§ **TASK DIRECTIONS**: Every record below should be transcribed exactly. Omit the images.
-------
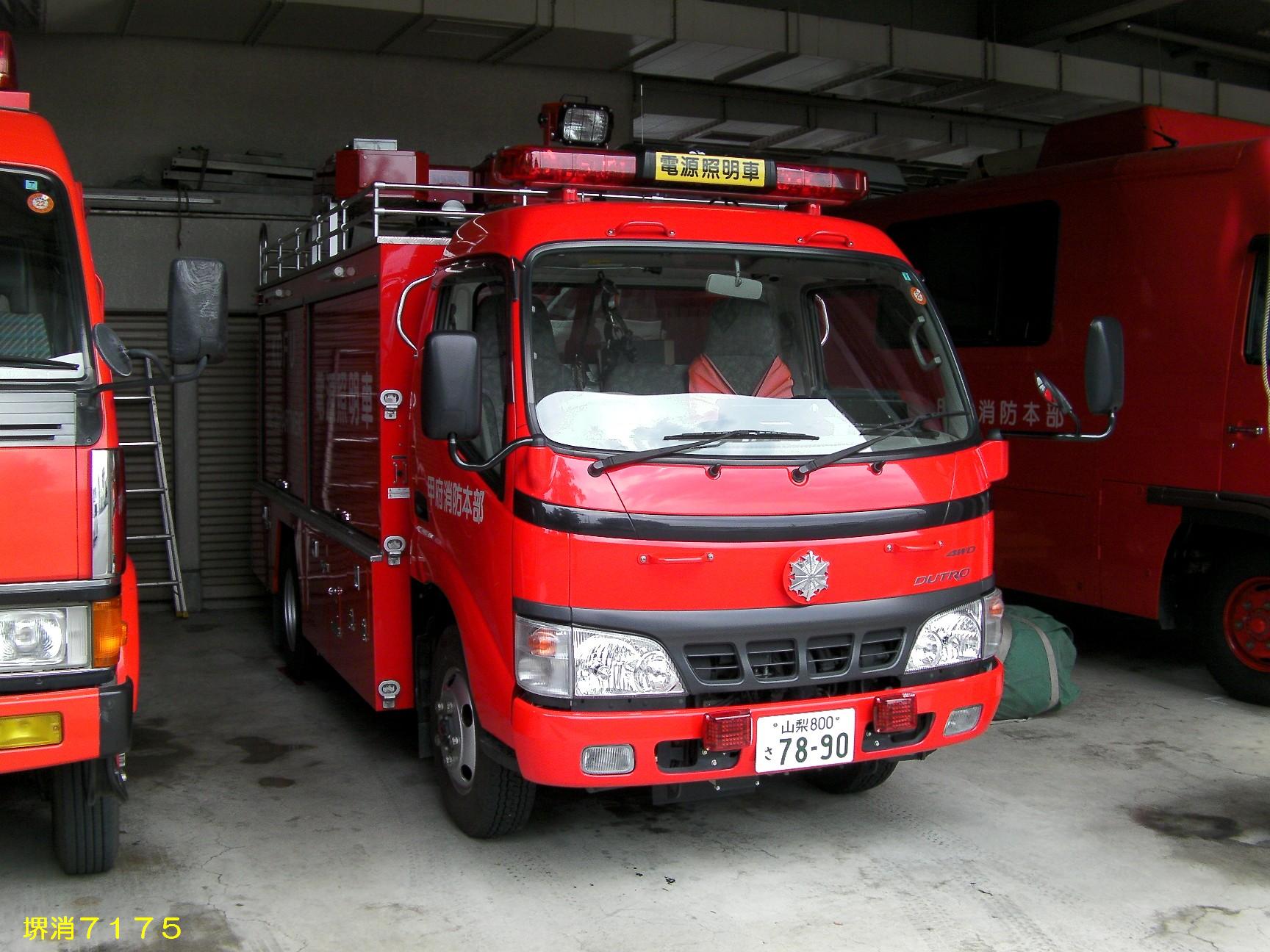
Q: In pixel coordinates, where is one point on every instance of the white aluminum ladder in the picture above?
(163, 493)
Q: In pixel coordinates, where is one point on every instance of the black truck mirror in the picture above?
(197, 311)
(1104, 366)
(1104, 382)
(451, 385)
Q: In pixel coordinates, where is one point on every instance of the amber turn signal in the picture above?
(110, 632)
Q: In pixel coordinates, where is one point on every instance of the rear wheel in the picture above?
(481, 796)
(85, 823)
(289, 632)
(853, 779)
(1236, 626)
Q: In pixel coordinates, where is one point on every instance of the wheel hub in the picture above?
(456, 729)
(1247, 622)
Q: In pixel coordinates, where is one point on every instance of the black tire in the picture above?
(294, 646)
(1236, 654)
(853, 779)
(481, 796)
(85, 824)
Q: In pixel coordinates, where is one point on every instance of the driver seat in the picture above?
(742, 354)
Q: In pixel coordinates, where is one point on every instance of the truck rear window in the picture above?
(991, 270)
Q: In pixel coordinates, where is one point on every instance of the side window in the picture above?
(476, 300)
(1254, 338)
(991, 272)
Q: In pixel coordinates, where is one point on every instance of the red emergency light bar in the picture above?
(598, 167)
(537, 165)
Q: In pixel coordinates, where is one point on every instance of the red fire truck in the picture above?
(1161, 219)
(623, 469)
(69, 638)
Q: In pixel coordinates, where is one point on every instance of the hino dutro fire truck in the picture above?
(69, 635)
(623, 469)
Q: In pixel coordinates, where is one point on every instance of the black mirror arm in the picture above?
(1069, 437)
(163, 378)
(495, 460)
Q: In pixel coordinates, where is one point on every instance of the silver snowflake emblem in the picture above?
(809, 575)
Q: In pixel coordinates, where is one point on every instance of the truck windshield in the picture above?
(635, 350)
(42, 311)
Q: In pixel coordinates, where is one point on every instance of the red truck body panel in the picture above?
(46, 508)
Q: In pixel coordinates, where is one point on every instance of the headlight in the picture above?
(43, 639)
(542, 657)
(964, 634)
(559, 660)
(611, 664)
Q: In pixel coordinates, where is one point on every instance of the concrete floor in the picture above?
(272, 815)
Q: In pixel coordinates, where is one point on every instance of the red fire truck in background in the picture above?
(69, 638)
(623, 469)
(1161, 219)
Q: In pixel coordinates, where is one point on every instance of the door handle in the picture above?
(901, 547)
(677, 560)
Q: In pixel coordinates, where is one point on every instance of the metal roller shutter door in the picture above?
(226, 467)
(226, 461)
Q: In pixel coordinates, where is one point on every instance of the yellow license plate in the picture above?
(31, 732)
(710, 169)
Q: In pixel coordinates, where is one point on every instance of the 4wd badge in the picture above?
(808, 577)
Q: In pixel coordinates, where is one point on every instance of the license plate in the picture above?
(806, 740)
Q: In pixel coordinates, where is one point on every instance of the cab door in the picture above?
(464, 518)
(1246, 446)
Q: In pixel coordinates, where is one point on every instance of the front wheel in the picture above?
(853, 779)
(85, 821)
(289, 635)
(481, 796)
(1236, 626)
-------
§ **RESULT FOR THIS EXERCISE**:
Q: In pixel coordinates, where is one point on every instance of the white aluminum ladder in the picture above?
(163, 493)
Q: In pixel coordinates, where is one point on every instance of the black truck mirror in the picture above?
(197, 311)
(1104, 366)
(1104, 382)
(451, 385)
Q: In pixel coordinates, where is one point on every instance of the amber turn signal in the picture above?
(110, 632)
Q: In pixel coordinates, where is one point on every instance of the rear wheel in the picture above?
(481, 796)
(85, 823)
(289, 632)
(853, 779)
(1236, 626)
Q: In pixel coordinates, where is one point on every instance of the wheel hub in the picture above?
(456, 729)
(1247, 622)
Q: In pixel coordinates, where is one point on every instance of the black tire in the picture above?
(294, 646)
(1236, 654)
(853, 779)
(481, 796)
(85, 824)
Q: In pixel coordinates, where is one point on every instance of the driver seat in the picture above?
(742, 354)
Q: In pixel coordinates, where is one point on every instance of the truck rear window in the picture above?
(991, 270)
Q: In pixel coordinates, where is one point on every instance of the side window in the picture above?
(476, 300)
(1254, 338)
(991, 272)
Q: In pixel coordinates, where is one point on every instance of the red emergency light bar in the picture above?
(598, 167)
(537, 165)
Q: In pixel coordinates, where is one point on every instance of the red fire truck in the picture above?
(1161, 219)
(623, 469)
(69, 638)
Q: In pixel coordinates, where is one point on every instance of the hino dutro fire truck in the picture above?
(69, 635)
(623, 469)
Q: In pixel coordinates, where is one point on every instance of the black mirror arm in the picture above?
(1069, 437)
(163, 378)
(495, 460)
Q: In pixel coordinates, where is one point on every instance of the silver snowflake emblem in the picture above?
(809, 575)
Q: In pixel coordinates, where is one point on every instance of the truck windshield in the picture above?
(635, 350)
(42, 311)
Q: In pixel coordinates, where is one point on every instance of the red truck body panel in the picture above?
(46, 508)
Q: In pixel coordinates, where is one point on every instance of the headlight in the picture above?
(43, 639)
(542, 657)
(964, 634)
(559, 660)
(611, 664)
Q: In pixel coordinates, where is one point on every instance of the concrete floor in the picture above?
(272, 815)
Q: In pixel coordinates, where is one point on every instance of the red fire truck in background in the picture above?
(69, 638)
(623, 469)
(1161, 219)
Q: In pixel coordinates, where is one point on every instance of the door handle in the picture above?
(901, 547)
(677, 560)
Q: In pixel coordinates, where is one point on every instance of the metal roller shutter door in the picture above?
(226, 467)
(226, 461)
Q: In pixel coordinates, where is one point on every instance of the yellow license plate in the picture above?
(31, 732)
(710, 169)
Q: In pixel coordinates, where is one point on every instance of the 4wd badge in the picture above?
(808, 577)
Q: In pixel coordinates, where is one point on every instance of the license plate in the picture above?
(806, 740)
Q: In pixel coordinates, where is one point on every instance of the cab door in the picture above?
(464, 518)
(1246, 446)
Q: In pixel coordinates, where is one point on every instance of the front wheel in the picture above?
(853, 779)
(85, 821)
(289, 635)
(481, 796)
(1236, 626)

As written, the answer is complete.